**PASSAGE GIVEN:**
:::

Narayan Sen (1912–1956) was a Bengali revolutionary in the Indian independence movement. He was born in British India, present-day Bangladesh. His father's name was Sureshcharan Sen.

Education
Narayan Sen was born in Bogra district of Bangladesh on 1912. After passing his matriculation exam he came to his maternal grandparents house at Chittagong. Then Chittagong was the center point of the revolutionary activities of Masterda Surya Sen. Narayan Sen joined with the revolutionary team.

:::

(Pointing dataset records)
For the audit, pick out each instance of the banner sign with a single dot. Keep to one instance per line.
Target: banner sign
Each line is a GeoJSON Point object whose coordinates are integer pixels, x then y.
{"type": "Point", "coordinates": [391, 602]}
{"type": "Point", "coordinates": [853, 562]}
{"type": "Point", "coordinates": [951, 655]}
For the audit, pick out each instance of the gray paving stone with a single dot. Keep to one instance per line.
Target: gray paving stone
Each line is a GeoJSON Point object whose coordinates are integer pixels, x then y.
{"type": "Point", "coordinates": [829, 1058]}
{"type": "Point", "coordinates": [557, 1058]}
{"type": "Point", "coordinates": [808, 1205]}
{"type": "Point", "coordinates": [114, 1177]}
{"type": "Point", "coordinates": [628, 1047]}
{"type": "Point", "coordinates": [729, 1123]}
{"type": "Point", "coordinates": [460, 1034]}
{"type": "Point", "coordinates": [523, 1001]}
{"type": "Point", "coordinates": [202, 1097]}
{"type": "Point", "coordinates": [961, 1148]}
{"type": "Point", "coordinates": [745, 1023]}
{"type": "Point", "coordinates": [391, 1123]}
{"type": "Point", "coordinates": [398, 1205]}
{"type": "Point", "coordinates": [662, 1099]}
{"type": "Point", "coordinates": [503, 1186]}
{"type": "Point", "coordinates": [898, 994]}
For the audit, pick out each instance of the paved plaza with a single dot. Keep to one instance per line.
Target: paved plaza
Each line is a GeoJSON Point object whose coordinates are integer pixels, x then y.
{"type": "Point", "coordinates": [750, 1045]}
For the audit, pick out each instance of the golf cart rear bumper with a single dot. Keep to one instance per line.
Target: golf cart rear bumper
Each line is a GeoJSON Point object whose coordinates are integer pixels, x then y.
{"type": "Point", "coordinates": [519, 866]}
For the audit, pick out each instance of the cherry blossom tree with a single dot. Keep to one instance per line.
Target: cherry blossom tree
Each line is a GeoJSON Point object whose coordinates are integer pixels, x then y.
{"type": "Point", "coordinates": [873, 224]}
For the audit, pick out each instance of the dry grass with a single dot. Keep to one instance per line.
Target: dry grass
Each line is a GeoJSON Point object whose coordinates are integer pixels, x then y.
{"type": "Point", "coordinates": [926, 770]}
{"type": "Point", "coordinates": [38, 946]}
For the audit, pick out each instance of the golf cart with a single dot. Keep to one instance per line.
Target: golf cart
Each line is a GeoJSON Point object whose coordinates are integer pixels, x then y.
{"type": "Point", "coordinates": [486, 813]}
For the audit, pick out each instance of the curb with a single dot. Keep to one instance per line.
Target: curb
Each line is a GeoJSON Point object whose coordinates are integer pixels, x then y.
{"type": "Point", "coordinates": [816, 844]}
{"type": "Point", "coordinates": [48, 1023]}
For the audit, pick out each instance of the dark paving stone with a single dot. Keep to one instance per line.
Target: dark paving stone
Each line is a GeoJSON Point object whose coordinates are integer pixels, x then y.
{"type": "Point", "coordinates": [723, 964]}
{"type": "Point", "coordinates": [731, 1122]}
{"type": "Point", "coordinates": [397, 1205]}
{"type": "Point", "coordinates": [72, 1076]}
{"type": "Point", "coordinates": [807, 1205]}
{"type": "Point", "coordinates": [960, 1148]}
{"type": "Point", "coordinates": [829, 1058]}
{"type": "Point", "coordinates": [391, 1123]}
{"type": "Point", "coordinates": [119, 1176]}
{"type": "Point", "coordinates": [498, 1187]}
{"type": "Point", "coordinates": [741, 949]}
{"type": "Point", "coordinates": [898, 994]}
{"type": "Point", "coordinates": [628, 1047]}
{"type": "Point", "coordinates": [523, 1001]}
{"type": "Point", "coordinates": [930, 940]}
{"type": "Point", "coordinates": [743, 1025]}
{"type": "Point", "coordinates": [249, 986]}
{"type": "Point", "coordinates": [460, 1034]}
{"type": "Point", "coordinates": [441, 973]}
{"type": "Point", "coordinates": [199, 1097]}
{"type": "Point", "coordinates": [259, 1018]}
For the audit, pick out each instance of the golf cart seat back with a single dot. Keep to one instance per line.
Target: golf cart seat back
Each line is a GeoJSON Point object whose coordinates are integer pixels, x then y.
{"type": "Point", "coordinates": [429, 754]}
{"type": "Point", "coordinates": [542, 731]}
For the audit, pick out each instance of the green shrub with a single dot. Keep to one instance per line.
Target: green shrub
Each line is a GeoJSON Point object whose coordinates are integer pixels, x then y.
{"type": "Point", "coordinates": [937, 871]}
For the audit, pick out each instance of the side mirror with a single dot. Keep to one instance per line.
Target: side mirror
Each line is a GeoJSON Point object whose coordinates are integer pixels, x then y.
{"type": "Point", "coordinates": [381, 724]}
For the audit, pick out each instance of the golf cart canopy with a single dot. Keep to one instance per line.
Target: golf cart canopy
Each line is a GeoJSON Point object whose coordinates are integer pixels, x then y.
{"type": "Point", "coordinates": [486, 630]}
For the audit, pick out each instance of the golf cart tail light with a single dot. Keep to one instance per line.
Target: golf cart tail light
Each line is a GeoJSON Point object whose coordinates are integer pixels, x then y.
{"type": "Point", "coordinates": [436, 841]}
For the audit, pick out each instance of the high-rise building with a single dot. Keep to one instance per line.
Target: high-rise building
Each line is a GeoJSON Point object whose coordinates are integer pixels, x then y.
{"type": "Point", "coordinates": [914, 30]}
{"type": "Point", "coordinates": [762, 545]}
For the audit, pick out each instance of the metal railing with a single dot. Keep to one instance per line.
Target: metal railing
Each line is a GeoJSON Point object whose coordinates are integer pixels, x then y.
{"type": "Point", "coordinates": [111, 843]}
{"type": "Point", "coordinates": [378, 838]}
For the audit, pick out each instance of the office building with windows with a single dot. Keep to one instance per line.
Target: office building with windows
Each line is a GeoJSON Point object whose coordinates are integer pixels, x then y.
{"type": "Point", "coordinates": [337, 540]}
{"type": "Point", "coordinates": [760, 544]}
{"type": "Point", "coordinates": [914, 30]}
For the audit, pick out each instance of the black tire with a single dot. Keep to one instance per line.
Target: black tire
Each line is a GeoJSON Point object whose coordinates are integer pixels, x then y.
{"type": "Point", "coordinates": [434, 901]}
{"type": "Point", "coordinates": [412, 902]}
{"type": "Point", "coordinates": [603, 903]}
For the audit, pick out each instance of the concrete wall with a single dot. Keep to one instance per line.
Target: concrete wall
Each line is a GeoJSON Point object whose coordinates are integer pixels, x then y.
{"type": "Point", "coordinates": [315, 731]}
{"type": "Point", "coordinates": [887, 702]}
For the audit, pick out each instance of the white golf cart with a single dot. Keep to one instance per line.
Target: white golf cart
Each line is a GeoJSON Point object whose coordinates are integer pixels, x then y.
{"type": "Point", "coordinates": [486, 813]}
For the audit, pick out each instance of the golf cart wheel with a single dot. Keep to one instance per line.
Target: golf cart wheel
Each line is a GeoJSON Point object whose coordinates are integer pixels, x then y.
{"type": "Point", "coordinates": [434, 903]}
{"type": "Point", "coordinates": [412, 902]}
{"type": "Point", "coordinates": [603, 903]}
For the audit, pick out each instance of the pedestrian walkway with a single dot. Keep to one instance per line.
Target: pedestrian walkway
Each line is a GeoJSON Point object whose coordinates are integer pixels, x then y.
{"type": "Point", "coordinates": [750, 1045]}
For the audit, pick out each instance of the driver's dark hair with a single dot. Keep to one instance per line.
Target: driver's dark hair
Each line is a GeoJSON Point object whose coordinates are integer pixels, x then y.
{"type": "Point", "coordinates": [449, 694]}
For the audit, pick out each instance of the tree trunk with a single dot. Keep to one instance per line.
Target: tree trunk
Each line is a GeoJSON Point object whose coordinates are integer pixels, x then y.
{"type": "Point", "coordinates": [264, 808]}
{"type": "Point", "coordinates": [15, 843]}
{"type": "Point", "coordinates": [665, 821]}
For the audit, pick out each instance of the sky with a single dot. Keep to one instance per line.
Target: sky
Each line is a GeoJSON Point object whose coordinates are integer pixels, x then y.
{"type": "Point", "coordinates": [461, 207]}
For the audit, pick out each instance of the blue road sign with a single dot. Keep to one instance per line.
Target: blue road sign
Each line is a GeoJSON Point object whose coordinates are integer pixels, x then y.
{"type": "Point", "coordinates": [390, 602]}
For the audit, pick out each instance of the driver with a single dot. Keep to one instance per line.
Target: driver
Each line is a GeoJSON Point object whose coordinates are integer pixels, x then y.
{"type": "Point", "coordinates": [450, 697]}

:::

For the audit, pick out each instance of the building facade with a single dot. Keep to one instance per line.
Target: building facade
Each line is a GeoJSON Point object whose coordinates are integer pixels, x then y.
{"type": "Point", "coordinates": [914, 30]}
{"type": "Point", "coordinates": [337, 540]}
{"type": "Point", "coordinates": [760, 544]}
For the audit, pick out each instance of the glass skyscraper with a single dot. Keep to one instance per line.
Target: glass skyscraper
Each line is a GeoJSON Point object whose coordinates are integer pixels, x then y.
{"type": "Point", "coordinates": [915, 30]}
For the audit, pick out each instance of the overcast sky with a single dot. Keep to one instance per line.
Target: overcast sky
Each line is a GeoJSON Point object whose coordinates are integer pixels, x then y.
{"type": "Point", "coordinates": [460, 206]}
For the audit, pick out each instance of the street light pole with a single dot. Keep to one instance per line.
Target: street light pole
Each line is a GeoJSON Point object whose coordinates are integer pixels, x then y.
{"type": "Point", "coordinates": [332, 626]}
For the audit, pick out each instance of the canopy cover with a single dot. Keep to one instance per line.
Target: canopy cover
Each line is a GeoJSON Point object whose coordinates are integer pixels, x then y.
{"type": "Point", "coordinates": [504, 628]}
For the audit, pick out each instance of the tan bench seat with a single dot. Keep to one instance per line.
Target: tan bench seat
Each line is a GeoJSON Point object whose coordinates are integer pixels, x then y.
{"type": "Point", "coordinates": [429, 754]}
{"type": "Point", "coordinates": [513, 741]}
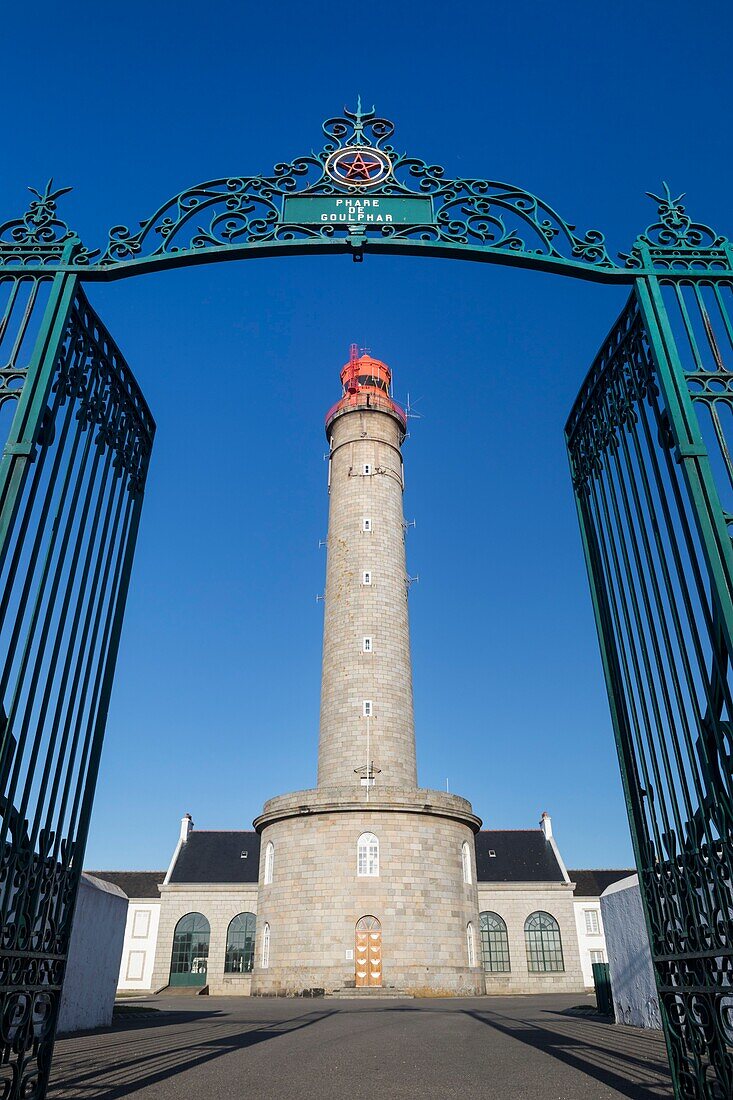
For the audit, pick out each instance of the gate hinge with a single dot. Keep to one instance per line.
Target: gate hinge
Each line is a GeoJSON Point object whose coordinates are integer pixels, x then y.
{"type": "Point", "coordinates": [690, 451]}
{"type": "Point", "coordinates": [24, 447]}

:::

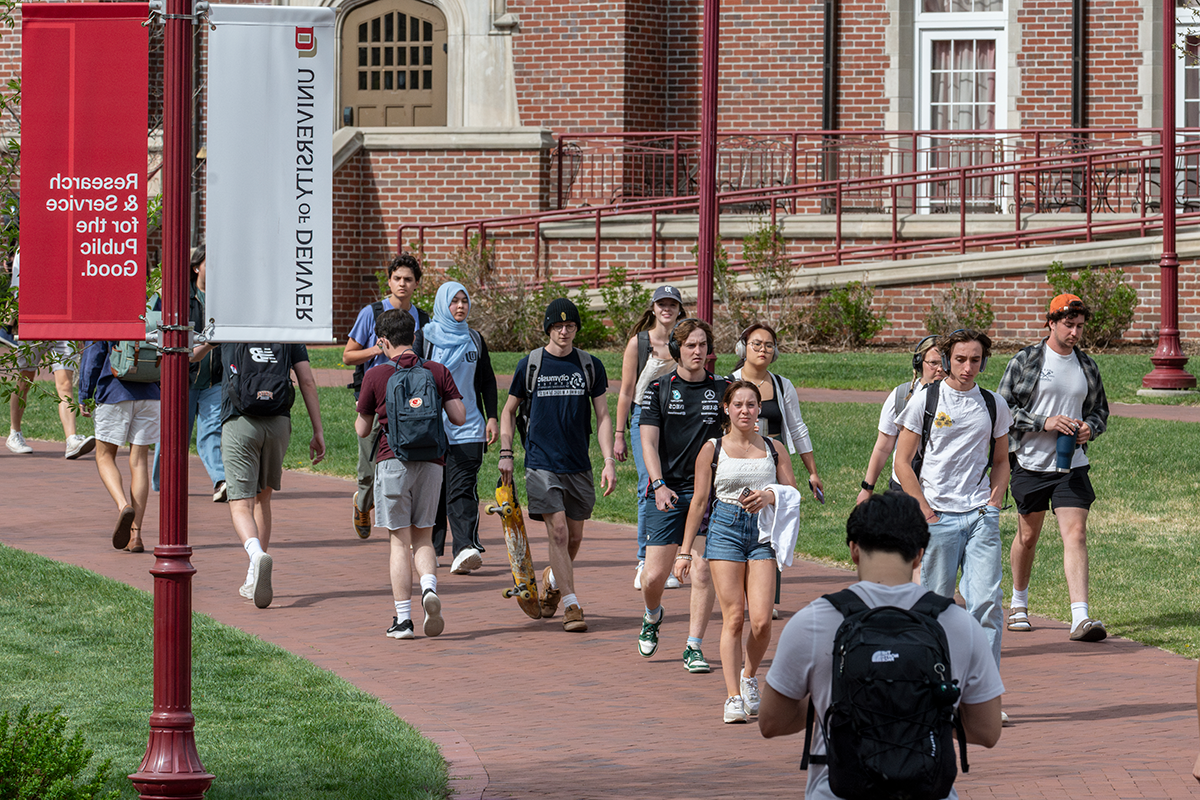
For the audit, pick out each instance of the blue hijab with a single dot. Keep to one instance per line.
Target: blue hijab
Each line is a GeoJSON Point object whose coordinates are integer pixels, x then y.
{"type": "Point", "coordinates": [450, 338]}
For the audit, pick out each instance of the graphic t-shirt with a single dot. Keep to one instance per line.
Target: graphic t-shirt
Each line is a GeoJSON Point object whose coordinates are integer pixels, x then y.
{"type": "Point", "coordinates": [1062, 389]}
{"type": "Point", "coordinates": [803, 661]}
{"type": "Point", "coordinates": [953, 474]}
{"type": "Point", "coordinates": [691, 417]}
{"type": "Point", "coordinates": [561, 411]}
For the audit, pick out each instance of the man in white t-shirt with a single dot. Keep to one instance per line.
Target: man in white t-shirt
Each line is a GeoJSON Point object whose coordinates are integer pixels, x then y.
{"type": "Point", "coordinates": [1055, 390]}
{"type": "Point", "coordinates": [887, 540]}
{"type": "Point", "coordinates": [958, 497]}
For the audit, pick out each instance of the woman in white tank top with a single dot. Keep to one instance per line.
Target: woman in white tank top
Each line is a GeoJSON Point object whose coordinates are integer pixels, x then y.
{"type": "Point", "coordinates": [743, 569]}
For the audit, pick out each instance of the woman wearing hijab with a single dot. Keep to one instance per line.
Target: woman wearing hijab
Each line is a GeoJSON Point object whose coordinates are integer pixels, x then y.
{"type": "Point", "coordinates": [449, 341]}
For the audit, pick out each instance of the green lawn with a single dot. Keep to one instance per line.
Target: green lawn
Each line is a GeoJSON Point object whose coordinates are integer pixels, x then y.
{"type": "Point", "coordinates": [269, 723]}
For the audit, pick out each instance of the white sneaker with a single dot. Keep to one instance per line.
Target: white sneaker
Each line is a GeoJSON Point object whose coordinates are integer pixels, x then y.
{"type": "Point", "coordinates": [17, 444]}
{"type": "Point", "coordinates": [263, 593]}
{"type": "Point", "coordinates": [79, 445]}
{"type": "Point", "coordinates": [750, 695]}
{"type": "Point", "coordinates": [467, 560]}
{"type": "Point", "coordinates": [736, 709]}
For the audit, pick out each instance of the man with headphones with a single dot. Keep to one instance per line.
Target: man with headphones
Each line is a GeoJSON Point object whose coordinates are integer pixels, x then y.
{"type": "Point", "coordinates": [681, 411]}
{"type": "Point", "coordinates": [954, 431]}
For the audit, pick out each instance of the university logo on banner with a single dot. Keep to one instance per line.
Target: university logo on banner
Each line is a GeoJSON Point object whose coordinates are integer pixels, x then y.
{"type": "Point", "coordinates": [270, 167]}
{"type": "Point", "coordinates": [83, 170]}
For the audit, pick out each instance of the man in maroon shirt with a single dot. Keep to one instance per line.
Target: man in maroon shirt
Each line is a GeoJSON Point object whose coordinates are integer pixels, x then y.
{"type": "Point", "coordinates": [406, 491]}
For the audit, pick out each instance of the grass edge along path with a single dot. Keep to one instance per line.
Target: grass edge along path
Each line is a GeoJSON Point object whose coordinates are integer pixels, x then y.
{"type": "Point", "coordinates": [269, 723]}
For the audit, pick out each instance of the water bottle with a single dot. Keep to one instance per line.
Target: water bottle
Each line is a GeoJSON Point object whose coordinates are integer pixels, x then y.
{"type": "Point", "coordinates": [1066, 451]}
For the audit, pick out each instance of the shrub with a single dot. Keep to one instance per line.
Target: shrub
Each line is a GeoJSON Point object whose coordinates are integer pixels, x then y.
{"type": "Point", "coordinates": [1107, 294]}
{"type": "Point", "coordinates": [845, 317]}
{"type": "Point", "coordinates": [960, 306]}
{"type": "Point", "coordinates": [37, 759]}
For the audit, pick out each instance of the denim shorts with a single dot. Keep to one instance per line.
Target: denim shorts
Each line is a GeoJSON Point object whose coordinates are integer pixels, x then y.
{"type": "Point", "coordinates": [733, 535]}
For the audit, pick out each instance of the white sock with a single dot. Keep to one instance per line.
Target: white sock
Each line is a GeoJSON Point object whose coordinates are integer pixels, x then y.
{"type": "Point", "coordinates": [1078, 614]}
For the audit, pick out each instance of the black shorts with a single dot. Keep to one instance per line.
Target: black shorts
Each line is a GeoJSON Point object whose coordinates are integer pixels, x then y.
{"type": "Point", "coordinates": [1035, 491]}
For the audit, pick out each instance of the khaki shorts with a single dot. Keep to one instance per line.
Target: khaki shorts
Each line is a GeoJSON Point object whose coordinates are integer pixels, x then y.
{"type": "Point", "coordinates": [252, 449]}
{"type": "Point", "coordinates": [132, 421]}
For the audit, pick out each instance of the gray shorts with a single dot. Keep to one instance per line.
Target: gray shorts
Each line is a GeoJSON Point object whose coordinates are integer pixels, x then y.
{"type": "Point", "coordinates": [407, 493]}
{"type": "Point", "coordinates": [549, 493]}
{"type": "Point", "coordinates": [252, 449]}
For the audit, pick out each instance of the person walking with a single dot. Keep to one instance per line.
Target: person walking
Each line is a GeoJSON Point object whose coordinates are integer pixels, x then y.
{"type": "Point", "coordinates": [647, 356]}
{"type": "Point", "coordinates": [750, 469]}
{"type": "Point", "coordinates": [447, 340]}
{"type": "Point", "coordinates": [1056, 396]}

:::

**DIRECTIVE 1:** Reproduce the stretch of the Narayan Sen passage from "Narayan Sen (1912–1956)" through "the revolutionary team.".
**DIRECTIVE 2:** Can you take the Narayan Sen passage further, picking up right after its final sentence?

**TASK RESULT 1:**
Narayan Sen (1912–1956) was a Bengali revolutionary in the Indian independence movement. He was born in British India, present-day Bangladesh. His father's name was Sureshcharan Sen.

Education
Narayan Sen was born in Bogra district of Bangladesh on 1912. After passing his matriculation exam he came to his maternal grandparents house at Chittagong. Then Chittagong was the center point of the revolutionary activities of Masterda Surya Sen. Narayan Sen joined with the revolutionary team.

**TASK RESULT 2:**
Revolutionary activities
Surya Sen led a group of revolutionaries on 18 April 1930 to raid the police and auxiliary forces armouries in Chittagong. Narayan Sen took part in the attack. The plan was elaborate and included seizing of arms from the armouries as well as destruction of communication system of the city (including telephone, telegraph and railway), thereby isolating Chittagong from the rest of British India. Although the group looted weapons, they failed to get ammunition. They hoisted the Indian National Flag on the premises of the armoury, and then escaped. A few days later, a large fraction of the revolutionary group was cornered on Jalalabad Hill by British troops. In the ensuing fight, twelve revolutionaries died, many were arrested, while some managed to flee, including Narayan Sen. Police then declared 500 taka for Narayan Sen but failed to capture him.

Death
Eighteen years Sen lives here and there with different looks and different names, Then he returns at Kolkata and live by the fake name Onath Roy. Nobody knew his real name. He discloses his real identity at 12 January 1948 at the death anniversary of Surya Sen. He died at 8 September 1956.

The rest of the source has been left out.